§ **What to do**
Repeat the entries below in full, with every character unchanged.

(Segmentation mask data)
====================

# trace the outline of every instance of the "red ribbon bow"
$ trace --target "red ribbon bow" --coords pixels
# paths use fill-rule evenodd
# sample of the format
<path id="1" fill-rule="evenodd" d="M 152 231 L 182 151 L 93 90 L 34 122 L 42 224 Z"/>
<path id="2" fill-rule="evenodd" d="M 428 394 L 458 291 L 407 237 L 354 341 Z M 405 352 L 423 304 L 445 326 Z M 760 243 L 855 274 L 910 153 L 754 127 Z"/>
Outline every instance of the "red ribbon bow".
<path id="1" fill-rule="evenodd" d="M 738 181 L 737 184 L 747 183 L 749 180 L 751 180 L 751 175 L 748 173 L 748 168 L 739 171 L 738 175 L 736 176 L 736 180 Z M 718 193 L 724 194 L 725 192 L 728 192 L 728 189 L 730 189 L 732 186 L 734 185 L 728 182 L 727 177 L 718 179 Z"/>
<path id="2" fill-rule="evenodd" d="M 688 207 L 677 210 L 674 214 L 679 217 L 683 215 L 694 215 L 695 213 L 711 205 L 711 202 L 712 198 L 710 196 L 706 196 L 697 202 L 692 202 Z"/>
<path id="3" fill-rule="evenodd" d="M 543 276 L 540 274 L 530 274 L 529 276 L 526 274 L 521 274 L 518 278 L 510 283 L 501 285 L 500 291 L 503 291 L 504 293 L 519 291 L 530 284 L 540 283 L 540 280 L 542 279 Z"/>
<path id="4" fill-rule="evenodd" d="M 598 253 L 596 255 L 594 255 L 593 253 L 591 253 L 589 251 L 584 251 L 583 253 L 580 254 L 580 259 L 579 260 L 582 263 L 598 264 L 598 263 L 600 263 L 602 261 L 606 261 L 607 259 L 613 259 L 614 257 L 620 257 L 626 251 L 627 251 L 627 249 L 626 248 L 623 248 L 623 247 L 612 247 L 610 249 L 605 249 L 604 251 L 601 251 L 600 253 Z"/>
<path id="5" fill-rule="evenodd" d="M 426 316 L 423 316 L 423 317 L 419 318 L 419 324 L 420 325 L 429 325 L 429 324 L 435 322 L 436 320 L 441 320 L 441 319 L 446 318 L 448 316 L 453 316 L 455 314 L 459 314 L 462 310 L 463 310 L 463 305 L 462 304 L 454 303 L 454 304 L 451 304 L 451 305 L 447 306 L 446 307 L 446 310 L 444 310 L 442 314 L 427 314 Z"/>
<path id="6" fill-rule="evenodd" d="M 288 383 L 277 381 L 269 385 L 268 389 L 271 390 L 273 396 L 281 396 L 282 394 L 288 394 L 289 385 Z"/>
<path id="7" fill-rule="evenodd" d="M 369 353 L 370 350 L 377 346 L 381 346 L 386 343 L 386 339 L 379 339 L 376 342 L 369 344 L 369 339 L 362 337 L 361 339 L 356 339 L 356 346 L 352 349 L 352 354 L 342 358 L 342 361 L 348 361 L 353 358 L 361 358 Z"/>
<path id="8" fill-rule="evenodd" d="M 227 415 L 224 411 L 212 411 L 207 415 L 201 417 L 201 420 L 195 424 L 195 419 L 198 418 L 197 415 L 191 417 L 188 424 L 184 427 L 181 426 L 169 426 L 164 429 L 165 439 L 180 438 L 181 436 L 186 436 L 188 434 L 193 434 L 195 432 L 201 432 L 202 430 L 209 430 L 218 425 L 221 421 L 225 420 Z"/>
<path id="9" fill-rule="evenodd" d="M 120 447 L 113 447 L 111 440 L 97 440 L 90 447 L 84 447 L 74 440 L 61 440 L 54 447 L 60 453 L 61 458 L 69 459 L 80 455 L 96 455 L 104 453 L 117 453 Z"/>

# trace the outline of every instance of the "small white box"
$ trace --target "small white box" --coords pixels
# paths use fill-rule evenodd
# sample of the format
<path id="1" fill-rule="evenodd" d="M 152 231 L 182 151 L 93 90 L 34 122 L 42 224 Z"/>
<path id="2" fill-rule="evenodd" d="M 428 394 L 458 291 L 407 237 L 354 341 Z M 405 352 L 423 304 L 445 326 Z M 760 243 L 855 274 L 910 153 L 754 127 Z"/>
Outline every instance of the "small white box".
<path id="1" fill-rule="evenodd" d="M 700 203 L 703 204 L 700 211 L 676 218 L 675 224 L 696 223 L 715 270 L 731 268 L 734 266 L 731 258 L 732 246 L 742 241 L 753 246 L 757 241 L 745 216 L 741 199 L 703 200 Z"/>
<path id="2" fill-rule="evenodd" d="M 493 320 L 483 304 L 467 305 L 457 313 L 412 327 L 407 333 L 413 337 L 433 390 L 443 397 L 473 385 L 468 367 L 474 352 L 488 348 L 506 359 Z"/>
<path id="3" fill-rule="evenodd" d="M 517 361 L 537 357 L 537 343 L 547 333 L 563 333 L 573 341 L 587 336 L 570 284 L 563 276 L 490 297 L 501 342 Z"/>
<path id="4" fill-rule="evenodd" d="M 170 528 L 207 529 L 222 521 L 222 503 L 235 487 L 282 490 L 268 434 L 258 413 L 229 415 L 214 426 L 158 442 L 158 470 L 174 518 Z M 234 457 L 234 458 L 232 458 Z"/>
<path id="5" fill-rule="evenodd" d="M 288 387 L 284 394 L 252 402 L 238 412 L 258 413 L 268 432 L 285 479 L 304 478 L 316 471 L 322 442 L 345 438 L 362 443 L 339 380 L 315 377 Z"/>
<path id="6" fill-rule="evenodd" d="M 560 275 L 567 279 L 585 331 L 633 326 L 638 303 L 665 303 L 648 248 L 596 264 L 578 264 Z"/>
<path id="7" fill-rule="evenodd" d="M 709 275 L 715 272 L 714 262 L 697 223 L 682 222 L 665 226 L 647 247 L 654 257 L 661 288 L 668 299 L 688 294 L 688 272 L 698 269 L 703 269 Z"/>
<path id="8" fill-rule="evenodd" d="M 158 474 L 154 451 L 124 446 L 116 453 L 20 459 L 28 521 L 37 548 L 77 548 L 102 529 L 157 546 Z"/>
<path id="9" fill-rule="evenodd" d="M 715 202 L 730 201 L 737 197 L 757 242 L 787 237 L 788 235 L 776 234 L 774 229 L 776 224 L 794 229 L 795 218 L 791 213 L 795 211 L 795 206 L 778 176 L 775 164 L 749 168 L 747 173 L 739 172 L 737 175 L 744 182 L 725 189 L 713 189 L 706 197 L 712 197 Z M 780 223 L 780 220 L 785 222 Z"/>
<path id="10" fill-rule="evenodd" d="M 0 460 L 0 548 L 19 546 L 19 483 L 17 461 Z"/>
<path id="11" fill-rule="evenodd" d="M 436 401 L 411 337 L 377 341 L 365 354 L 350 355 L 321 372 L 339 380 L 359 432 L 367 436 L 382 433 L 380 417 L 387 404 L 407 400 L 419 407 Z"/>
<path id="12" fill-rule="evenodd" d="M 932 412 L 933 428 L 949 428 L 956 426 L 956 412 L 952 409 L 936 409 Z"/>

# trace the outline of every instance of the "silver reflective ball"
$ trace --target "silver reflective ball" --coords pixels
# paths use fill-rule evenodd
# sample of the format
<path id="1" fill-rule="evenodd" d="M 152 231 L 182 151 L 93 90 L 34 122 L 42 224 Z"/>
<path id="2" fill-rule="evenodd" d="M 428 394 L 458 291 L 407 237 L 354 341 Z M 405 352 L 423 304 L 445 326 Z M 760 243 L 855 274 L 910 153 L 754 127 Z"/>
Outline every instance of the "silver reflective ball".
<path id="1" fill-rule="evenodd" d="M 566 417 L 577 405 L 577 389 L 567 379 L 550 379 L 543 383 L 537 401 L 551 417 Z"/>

====================

§ **Completed task**
# trace the outline of every instance of the "red ribbon bow"
$ trace --target "red ribbon bow" --coords pixels
# paths use fill-rule evenodd
# sample of the format
<path id="1" fill-rule="evenodd" d="M 152 231 L 182 151 L 93 90 L 34 122 L 42 224 Z"/>
<path id="2" fill-rule="evenodd" d="M 428 394 L 458 291 L 407 237 L 354 341 Z M 405 352 L 423 304 L 445 326 Z M 760 243 L 855 274 L 910 153 L 754 127 Z"/>
Outline every instance of the "red ribbon bow".
<path id="1" fill-rule="evenodd" d="M 738 181 L 737 184 L 747 183 L 749 180 L 751 180 L 751 175 L 748 173 L 748 168 L 739 171 L 738 175 L 736 176 L 736 180 Z M 718 193 L 724 194 L 725 192 L 728 192 L 728 189 L 730 189 L 732 186 L 734 185 L 728 182 L 727 177 L 718 179 Z"/>
<path id="2" fill-rule="evenodd" d="M 688 207 L 677 210 L 674 214 L 679 217 L 683 215 L 694 215 L 695 213 L 711 205 L 711 202 L 712 198 L 710 196 L 706 196 L 697 202 L 692 202 Z"/>
<path id="3" fill-rule="evenodd" d="M 543 276 L 540 274 L 530 274 L 529 276 L 526 274 L 521 274 L 518 278 L 510 283 L 501 285 L 500 291 L 503 291 L 504 293 L 519 291 L 530 284 L 540 283 L 540 280 L 542 279 Z"/>
<path id="4" fill-rule="evenodd" d="M 598 253 L 596 255 L 594 255 L 593 253 L 591 253 L 589 251 L 584 251 L 583 253 L 580 254 L 580 259 L 579 260 L 582 263 L 598 264 L 598 263 L 600 263 L 602 261 L 606 261 L 607 259 L 613 259 L 614 257 L 620 257 L 626 251 L 627 251 L 627 249 L 626 248 L 623 248 L 623 247 L 612 247 L 610 249 L 605 249 L 604 251 L 601 251 L 600 253 Z"/>
<path id="5" fill-rule="evenodd" d="M 426 316 L 423 316 L 423 317 L 419 318 L 419 324 L 420 325 L 429 325 L 429 324 L 435 322 L 436 320 L 441 320 L 441 319 L 446 318 L 448 316 L 453 316 L 455 314 L 459 314 L 462 310 L 463 310 L 463 305 L 462 304 L 454 303 L 454 304 L 451 304 L 451 305 L 447 306 L 446 307 L 446 310 L 444 310 L 442 314 L 427 314 Z"/>
<path id="6" fill-rule="evenodd" d="M 288 383 L 277 381 L 269 385 L 268 389 L 271 390 L 273 396 L 281 396 L 282 394 L 288 394 L 289 385 Z"/>
<path id="7" fill-rule="evenodd" d="M 369 353 L 370 350 L 377 346 L 381 346 L 386 343 L 386 339 L 379 339 L 376 342 L 369 344 L 369 339 L 362 337 L 361 339 L 356 339 L 356 346 L 352 349 L 352 354 L 342 358 L 342 361 L 348 361 L 353 358 L 361 358 Z"/>
<path id="8" fill-rule="evenodd" d="M 227 415 L 224 411 L 212 411 L 207 415 L 201 417 L 201 420 L 195 424 L 195 419 L 198 418 L 197 415 L 191 417 L 188 424 L 184 427 L 181 426 L 169 426 L 164 429 L 165 439 L 180 438 L 181 436 L 186 436 L 188 434 L 193 434 L 195 432 L 201 432 L 202 430 L 209 430 L 218 425 L 221 421 L 225 420 Z"/>
<path id="9" fill-rule="evenodd" d="M 120 447 L 113 447 L 111 440 L 97 440 L 90 447 L 84 447 L 74 440 L 61 440 L 54 447 L 60 453 L 61 458 L 69 459 L 80 455 L 96 455 L 104 453 L 117 453 Z"/>

# trace the outline of every instance of the "small white box"
$ trace --target "small white box" --coords pixels
# paths use fill-rule evenodd
# sample of the format
<path id="1" fill-rule="evenodd" d="M 152 231 L 182 151 L 93 90 L 34 122 L 42 224 Z"/>
<path id="2" fill-rule="evenodd" d="M 428 394 L 458 291 L 407 237 L 354 341 Z M 405 352 L 423 304 L 445 326 Z M 760 243 L 855 274 L 910 153 L 754 127 Z"/>
Outline every instance of the "small white box".
<path id="1" fill-rule="evenodd" d="M 700 203 L 703 204 L 700 211 L 676 218 L 675 224 L 696 223 L 715 270 L 731 268 L 734 266 L 731 258 L 732 246 L 742 241 L 753 246 L 757 241 L 745 216 L 741 199 L 703 200 Z"/>
<path id="2" fill-rule="evenodd" d="M 493 320 L 483 304 L 467 305 L 457 313 L 412 327 L 407 333 L 413 337 L 433 390 L 443 397 L 473 385 L 468 367 L 474 352 L 488 348 L 506 359 Z"/>
<path id="3" fill-rule="evenodd" d="M 517 361 L 537 357 L 537 343 L 547 333 L 563 333 L 573 341 L 587 336 L 570 284 L 563 276 L 490 297 L 501 342 Z"/>
<path id="4" fill-rule="evenodd" d="M 170 528 L 207 529 L 222 521 L 222 503 L 235 487 L 282 490 L 268 434 L 258 413 L 229 415 L 214 426 L 158 442 L 158 470 L 174 518 Z M 234 457 L 234 458 L 232 458 Z"/>
<path id="5" fill-rule="evenodd" d="M 288 387 L 284 394 L 252 402 L 238 412 L 258 413 L 268 432 L 285 479 L 304 478 L 316 471 L 322 442 L 345 438 L 362 443 L 339 380 L 315 377 Z"/>
<path id="6" fill-rule="evenodd" d="M 560 275 L 567 279 L 585 331 L 633 326 L 638 303 L 665 303 L 648 248 L 596 264 L 578 264 Z"/>
<path id="7" fill-rule="evenodd" d="M 709 275 L 715 272 L 714 262 L 697 223 L 682 222 L 665 226 L 647 247 L 654 257 L 661 288 L 668 299 L 688 294 L 688 272 L 698 269 L 703 269 Z"/>
<path id="8" fill-rule="evenodd" d="M 158 474 L 154 451 L 124 446 L 116 453 L 20 459 L 28 521 L 37 548 L 77 548 L 102 529 L 157 546 Z"/>
<path id="9" fill-rule="evenodd" d="M 715 202 L 730 201 L 737 197 L 757 242 L 787 237 L 788 235 L 776 234 L 774 229 L 776 224 L 794 229 L 795 218 L 791 213 L 795 211 L 795 206 L 778 176 L 775 164 L 749 168 L 747 173 L 739 172 L 737 175 L 744 182 L 725 189 L 713 189 L 706 197 L 712 197 Z M 780 223 L 780 220 L 785 222 Z"/>
<path id="10" fill-rule="evenodd" d="M 0 460 L 0 548 L 19 546 L 19 483 L 17 461 Z"/>
<path id="11" fill-rule="evenodd" d="M 436 401 L 411 337 L 377 341 L 365 354 L 350 355 L 321 372 L 339 380 L 359 432 L 367 436 L 382 433 L 380 417 L 387 404 L 407 400 L 419 407 Z"/>
<path id="12" fill-rule="evenodd" d="M 932 412 L 933 428 L 949 428 L 956 426 L 956 412 L 952 409 L 936 409 Z"/>

# trace the outline of every instance of the "silver reflective ball"
$ trace --target "silver reflective ball" --coords pixels
# paths use fill-rule evenodd
# sample of the format
<path id="1" fill-rule="evenodd" d="M 152 231 L 182 151 L 93 90 L 34 122 L 42 224 Z"/>
<path id="2" fill-rule="evenodd" d="M 428 394 L 458 291 L 407 237 L 354 341 Z M 405 352 L 423 304 L 445 326 Z M 760 243 L 855 274 L 910 153 L 754 127 Z"/>
Outline every instance of the "silver reflective ball".
<path id="1" fill-rule="evenodd" d="M 566 417 L 577 405 L 577 389 L 567 379 L 550 379 L 543 383 L 537 401 L 551 417 Z"/>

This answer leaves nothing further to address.